Page excerpt:
The other matter is that I spent some effort to figure that out so far. And I don't like that effort being spent just per my curiousity, without achieving some greater good for all of us.

But this does not work when it needs more effort to achieve a means to talk to the respnsibles, than to properly pinpoint the issue. After I get the issue fixed for me (or identified as currently harmless on my site), I just cannot spend much further work into it, because there are so many other issues: Two days ago I identified and fixed an issue with net/dhcpcd not working properly on FreeBSD - I then found that already discussed here https://githubmemory.com/repo/rsmarples/dhcpcd/issues/59, and while the proposed solution does not work well and instead renders my entire site stuck in "no buffer space available", the developer explains that it is necessary to do things in that way, for reaons I don't fully grasp (but then, I'm not so very long into IPv6 yet.) You can find my comment on the matter here.

Before that there was the issue that suricata-6 consumes 6-8 Watts more per instance than suricata-5 when run mostly-idle in a guest OS. But my tools are running suricata in IPFW mode, and I have a statement from the developers that they dont support that mode anymore because nobody is running it (or something along that line).

Required actions:
1. How would you render this sentence from the forum post in German: "Before that there was the issue that suricata-6 consumes 6-8 Watts more per instance than suricata-5 when run mostly-idle in a guest OS."
2. Can you summarize the forum post in two sentences?
3. Could you reproduce the stretch of the forum post from "Before that there" through "along that line)."?

Extracted data:

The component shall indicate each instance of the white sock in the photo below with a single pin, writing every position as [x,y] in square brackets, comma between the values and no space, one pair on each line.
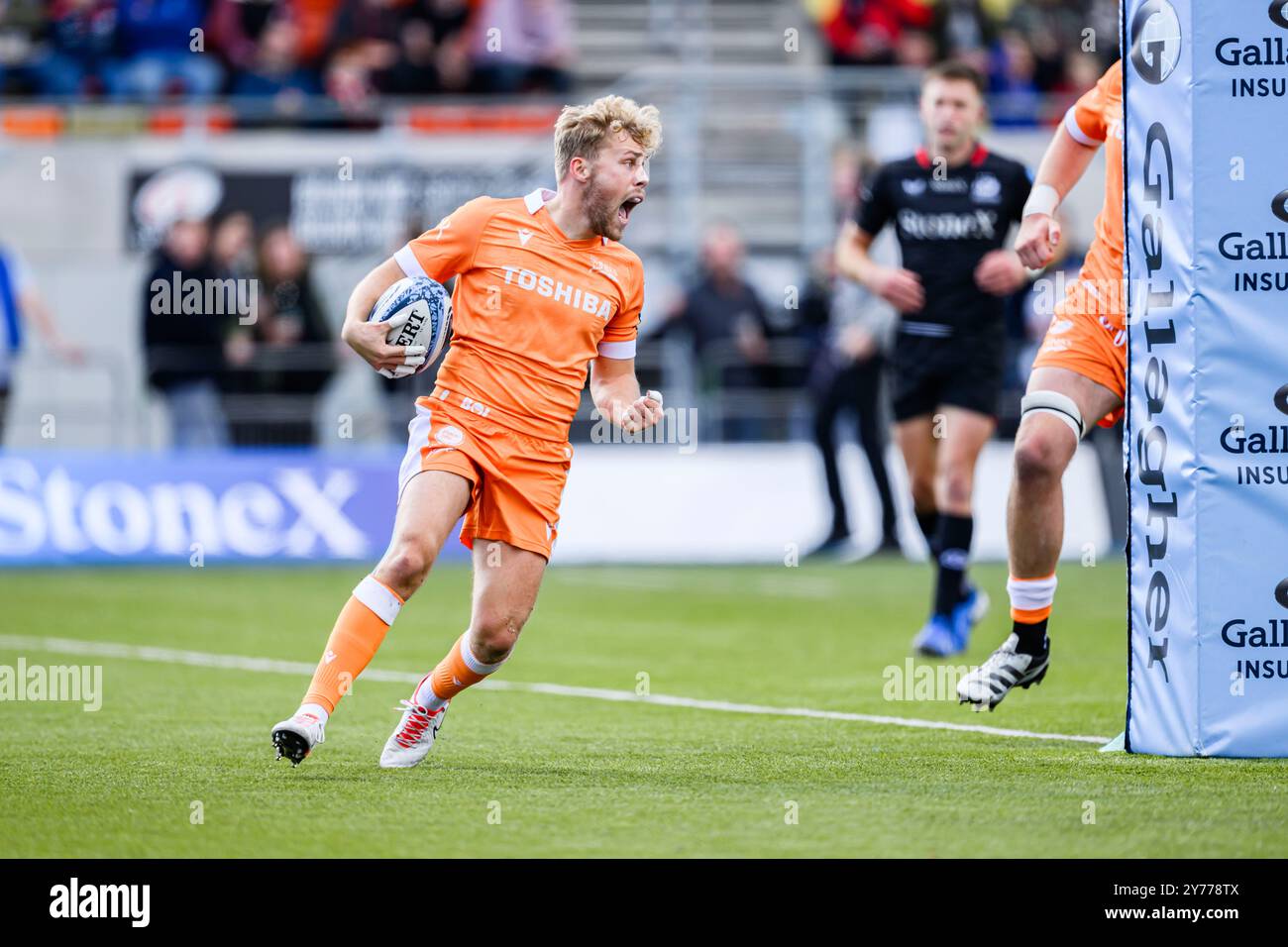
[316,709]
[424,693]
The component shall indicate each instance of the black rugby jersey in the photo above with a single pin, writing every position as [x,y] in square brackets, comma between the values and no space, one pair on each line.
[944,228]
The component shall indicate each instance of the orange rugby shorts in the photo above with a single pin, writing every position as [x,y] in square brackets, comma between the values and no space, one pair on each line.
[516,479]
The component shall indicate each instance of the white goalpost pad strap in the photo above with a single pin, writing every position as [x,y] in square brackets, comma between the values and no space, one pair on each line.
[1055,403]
--
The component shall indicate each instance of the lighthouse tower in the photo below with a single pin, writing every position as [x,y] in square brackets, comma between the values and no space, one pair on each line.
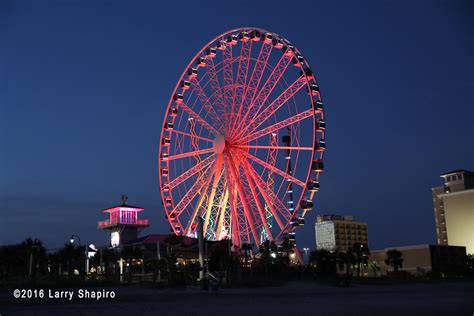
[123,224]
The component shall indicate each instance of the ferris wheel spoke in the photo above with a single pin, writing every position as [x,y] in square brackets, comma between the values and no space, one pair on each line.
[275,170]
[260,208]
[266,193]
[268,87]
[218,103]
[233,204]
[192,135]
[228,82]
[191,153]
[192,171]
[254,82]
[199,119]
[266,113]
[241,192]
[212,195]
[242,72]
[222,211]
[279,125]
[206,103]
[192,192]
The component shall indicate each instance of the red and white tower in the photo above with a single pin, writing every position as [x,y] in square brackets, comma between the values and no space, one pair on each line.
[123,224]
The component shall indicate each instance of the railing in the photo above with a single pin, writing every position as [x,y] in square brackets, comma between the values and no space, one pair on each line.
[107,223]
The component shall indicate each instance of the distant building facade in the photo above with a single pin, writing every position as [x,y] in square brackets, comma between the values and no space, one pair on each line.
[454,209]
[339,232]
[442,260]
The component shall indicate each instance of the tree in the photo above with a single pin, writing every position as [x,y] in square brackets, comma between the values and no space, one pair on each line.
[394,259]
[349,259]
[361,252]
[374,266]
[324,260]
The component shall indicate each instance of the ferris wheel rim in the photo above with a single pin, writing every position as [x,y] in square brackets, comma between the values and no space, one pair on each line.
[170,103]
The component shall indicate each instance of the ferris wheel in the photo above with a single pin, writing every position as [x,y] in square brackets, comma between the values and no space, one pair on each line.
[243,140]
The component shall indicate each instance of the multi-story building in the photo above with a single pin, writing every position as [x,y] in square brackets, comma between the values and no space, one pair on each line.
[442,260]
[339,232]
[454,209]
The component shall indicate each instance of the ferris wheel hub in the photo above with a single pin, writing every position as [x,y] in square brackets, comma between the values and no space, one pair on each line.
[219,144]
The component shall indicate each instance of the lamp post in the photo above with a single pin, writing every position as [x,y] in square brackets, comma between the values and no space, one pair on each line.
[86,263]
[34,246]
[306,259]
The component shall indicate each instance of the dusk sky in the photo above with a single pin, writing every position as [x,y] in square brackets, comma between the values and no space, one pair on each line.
==
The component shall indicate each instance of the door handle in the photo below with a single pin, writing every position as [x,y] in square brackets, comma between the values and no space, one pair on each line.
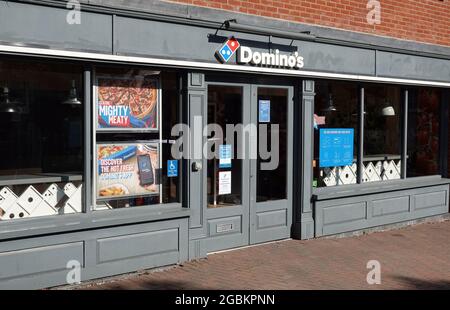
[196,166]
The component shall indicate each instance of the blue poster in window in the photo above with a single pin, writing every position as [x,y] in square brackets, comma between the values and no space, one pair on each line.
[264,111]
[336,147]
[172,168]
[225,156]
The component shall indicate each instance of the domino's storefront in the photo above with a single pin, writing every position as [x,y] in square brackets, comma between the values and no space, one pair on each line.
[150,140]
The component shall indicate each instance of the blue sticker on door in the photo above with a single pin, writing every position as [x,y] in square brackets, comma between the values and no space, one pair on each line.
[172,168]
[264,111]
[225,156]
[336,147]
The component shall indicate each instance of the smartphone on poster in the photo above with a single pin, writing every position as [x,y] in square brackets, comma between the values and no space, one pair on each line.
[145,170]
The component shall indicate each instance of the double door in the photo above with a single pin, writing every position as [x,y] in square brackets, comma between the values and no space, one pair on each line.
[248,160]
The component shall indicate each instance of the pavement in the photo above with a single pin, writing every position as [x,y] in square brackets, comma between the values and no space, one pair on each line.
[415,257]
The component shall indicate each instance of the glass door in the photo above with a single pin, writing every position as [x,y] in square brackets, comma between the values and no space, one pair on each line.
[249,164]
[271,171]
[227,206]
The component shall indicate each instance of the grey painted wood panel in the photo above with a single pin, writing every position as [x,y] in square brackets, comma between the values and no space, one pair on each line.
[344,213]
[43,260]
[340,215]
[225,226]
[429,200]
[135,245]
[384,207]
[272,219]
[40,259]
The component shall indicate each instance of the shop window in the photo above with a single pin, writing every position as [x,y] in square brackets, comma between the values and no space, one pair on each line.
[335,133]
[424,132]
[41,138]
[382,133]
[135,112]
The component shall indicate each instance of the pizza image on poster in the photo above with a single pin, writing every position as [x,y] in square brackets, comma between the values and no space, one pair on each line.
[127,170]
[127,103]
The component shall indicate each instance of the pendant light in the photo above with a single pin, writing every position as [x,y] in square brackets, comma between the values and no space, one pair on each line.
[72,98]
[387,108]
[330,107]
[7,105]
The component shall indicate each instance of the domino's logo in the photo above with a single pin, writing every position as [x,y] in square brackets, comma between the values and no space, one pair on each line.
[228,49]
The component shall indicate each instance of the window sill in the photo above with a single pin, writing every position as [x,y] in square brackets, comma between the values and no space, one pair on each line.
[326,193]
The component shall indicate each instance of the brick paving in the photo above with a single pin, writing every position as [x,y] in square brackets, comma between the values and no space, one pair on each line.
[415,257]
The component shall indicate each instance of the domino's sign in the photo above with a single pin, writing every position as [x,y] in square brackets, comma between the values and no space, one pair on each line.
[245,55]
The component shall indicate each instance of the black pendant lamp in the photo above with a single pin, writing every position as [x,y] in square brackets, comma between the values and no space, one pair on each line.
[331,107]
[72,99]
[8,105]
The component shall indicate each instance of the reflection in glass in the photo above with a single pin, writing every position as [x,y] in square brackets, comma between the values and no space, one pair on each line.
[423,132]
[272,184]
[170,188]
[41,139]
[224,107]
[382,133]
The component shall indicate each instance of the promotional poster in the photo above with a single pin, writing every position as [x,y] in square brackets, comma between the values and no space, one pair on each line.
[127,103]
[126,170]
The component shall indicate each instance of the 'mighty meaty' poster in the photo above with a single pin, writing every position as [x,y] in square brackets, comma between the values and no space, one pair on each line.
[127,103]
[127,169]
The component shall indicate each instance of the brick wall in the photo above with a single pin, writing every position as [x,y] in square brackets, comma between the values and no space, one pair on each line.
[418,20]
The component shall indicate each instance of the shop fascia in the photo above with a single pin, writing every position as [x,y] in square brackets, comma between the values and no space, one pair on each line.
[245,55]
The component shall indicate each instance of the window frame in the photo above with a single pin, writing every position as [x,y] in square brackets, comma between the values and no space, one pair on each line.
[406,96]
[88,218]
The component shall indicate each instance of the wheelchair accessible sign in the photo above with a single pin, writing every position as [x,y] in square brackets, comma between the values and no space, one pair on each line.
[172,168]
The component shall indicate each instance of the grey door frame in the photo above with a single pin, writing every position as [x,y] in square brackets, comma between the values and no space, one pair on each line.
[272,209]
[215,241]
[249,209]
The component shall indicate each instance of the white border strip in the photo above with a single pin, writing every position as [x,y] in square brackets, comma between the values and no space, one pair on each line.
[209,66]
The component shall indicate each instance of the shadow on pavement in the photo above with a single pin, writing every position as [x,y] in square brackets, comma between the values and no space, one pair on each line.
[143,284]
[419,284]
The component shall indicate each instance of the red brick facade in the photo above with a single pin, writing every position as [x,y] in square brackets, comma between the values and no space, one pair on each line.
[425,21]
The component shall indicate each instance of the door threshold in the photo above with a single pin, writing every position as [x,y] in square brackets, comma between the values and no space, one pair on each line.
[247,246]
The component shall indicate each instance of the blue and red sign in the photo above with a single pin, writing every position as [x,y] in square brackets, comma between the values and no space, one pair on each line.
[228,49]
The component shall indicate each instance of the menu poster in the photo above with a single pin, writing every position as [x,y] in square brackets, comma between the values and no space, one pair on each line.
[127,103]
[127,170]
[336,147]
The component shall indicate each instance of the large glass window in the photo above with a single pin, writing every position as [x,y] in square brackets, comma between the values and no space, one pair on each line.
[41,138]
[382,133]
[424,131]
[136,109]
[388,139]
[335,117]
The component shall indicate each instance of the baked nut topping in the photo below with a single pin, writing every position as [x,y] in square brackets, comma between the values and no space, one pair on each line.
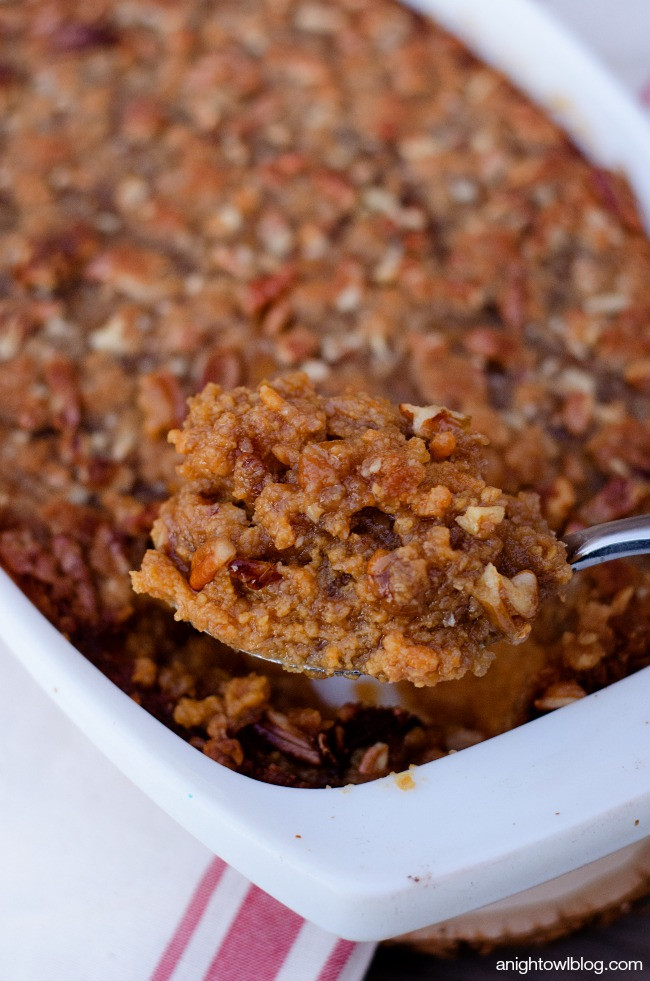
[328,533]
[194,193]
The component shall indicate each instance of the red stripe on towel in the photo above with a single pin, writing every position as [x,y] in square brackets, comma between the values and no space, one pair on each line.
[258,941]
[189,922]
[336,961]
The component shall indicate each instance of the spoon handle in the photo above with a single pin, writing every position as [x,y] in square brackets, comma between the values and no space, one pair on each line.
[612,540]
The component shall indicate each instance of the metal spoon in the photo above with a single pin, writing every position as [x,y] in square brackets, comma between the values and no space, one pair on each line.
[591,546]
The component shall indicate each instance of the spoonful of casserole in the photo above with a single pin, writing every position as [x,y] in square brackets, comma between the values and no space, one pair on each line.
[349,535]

Per-task outputs:
1. Davor gab es das Problem, dass suricata-6 pro Instanz 6–8 Watt mehr verbraucht als suricata-5, wenn es weitgehend im Leerlauf in einem Gastbetriebssystem läuft.

2. The writer has put effort into figuring out an issue and wants that effort to serve a greater good, but finds that reaching those responsible does not work when it takes more effort than pinpointing the issue, and there is little time for further work once an issue is fixed, given how many others arise. Examples include a net/dhcpcd problem on FreeBSD whose proposed solution left the writer's site stuck in "no buffer space available," and suricata-6 consuming 6-8 Watts more per instance than suricata-5, run in an IPFW mode the developers say they no longer support.

3.
Before that there was the issue that suricata-6 consumes 6-8 Watts more per instance than suricata-5 when run mostly-idle in a guest OS. But my tools are running suricata in IPFW mode, and I have a statement from the developers that they dont support that mode anymore because nobody is running it (or something along that line).